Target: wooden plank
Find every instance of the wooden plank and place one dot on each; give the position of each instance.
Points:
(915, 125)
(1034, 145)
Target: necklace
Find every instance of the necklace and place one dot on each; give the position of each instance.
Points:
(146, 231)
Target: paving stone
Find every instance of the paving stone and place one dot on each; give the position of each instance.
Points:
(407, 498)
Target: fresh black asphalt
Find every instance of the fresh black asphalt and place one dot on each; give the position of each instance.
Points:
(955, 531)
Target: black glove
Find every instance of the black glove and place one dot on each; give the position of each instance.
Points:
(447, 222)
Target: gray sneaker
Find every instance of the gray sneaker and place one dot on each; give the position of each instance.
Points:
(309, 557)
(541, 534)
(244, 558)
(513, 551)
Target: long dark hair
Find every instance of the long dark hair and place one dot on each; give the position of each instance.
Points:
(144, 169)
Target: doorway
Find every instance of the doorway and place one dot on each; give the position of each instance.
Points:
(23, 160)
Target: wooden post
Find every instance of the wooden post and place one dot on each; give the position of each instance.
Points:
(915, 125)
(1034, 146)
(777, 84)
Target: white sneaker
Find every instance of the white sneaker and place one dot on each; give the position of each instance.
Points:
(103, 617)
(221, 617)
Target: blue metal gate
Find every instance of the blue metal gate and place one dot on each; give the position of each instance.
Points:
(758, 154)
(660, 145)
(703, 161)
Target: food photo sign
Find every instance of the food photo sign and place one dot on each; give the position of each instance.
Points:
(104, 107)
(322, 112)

******************************

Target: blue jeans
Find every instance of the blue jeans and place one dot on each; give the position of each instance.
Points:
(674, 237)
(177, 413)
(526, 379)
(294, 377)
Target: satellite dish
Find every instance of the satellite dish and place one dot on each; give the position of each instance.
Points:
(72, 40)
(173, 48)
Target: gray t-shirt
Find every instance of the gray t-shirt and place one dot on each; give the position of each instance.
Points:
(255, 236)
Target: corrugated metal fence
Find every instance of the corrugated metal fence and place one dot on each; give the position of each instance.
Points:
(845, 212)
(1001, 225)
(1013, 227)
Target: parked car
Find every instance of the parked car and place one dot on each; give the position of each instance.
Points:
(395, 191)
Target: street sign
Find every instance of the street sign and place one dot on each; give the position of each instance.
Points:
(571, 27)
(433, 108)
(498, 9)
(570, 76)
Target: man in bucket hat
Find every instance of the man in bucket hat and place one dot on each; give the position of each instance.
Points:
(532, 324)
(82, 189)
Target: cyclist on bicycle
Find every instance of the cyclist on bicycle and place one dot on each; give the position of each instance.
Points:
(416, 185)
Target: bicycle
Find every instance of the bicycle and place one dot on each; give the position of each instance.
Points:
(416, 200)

******************************

REQUIRED ACTION:
Of all the entries above, output exactly the lines between the one holding "Target: white sneaker" and the one holding "Target: food photo sign", inclusive.

EXERCISE RESULT:
Target: white sneaker
Find every instance of the white sneaker and place one dot on each; give the position of each instance.
Points:
(103, 617)
(221, 617)
Target: blue metal gate
Find every instance of the blue metal gate and place one dot on each; give the position of each instance.
Points:
(758, 154)
(660, 145)
(703, 161)
Target: food photo sign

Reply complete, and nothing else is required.